[Extracted data entries]
▶

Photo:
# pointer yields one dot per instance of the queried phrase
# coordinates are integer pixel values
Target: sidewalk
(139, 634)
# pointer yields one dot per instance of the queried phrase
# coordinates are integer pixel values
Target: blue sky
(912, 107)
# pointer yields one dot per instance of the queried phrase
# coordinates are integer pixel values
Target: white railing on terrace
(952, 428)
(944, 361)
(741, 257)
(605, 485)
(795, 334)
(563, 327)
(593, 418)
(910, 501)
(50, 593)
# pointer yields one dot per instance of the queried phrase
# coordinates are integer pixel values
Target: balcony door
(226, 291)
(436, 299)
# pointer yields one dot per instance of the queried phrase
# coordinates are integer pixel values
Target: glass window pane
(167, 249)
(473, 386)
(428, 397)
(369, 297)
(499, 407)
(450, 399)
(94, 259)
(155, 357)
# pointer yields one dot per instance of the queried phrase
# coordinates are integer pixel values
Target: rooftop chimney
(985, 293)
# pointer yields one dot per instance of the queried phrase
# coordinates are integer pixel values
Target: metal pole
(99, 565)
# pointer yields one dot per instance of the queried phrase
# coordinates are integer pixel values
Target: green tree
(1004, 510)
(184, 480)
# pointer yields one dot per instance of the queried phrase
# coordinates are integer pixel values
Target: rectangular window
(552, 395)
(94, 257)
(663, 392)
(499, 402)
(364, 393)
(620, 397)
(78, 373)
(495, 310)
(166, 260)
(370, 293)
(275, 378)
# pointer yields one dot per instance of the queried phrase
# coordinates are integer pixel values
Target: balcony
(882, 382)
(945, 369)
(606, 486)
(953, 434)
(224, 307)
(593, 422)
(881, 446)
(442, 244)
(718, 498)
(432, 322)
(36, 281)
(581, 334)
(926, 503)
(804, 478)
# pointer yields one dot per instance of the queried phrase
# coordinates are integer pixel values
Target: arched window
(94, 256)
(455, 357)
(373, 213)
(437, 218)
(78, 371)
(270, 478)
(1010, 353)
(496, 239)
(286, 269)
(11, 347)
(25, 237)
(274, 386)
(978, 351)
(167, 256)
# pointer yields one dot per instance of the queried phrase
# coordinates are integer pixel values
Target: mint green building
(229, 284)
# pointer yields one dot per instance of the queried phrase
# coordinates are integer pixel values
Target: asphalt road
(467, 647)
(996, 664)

◀

• _WRITTEN TASK_
All entries must be repeated verbatim.

• _TASK RESULT_
Photo:
# pointer yields one dot per instance of the queried phrase
# coordinates are integer pixel values
Target: sidewalk
(139, 634)
# pointer yields one dot per instance of the queried phrase
# coordinates are integer pixel values
Target: blue sky
(912, 107)
# pointer yields one dot per instance of the queried phrase
# coordinates are integer pixel values
Target: white railing on terrace
(952, 428)
(944, 361)
(741, 257)
(605, 485)
(795, 334)
(563, 327)
(593, 418)
(910, 501)
(50, 593)
# pointer yields one dot per instance of the queried phrase
# coordinates are integer pixel values
Target: balcony door
(226, 291)
(436, 299)
# pointer yields one dot per instance of the queried phrase
# coordinates are integer pixel values
Target: glass window pane
(167, 249)
(473, 386)
(428, 397)
(369, 297)
(499, 407)
(450, 399)
(94, 259)
(155, 357)
# pointer yields one dot per instance of the queried phrase
# coordinates are integer pixel values
Target: rooftop chimney
(985, 293)
# pointer yields one dot per instance of the queried phrase
# coordinates are integer pixel values
Target: metal pole
(99, 565)
# pointer yields one dot per instance of the queried phrase
# coordinates are integer pixel values
Target: green tree
(1004, 510)
(184, 480)
# pointer yields one dot per instance of the queried phrase
# coordinates are integer pixel values
Target: rectangular window
(552, 395)
(94, 257)
(663, 392)
(499, 402)
(364, 393)
(620, 397)
(78, 373)
(495, 310)
(166, 260)
(370, 293)
(275, 378)
# pointer yields one dot per instance of the queried phrase
# coordinates are integer pixel values
Target: balcony
(882, 382)
(945, 369)
(606, 486)
(953, 434)
(224, 307)
(593, 422)
(881, 446)
(442, 244)
(718, 498)
(432, 322)
(36, 281)
(581, 334)
(926, 503)
(804, 478)
# pointer yields one dot per instance of the queried phrase
# coordinates are integer pixel values
Target: arched window
(94, 256)
(455, 357)
(373, 213)
(437, 218)
(78, 371)
(270, 478)
(1010, 353)
(496, 239)
(286, 269)
(11, 347)
(25, 237)
(274, 386)
(978, 351)
(167, 256)
# pointer yields one dot per instance of the queried phrase
# coordinates are integer pixel values
Target: mint green building
(229, 284)
# pointer yields one dot per instance of the queried phrase
# coordinates are integer pixel values
Target: asphalt road
(467, 647)
(996, 664)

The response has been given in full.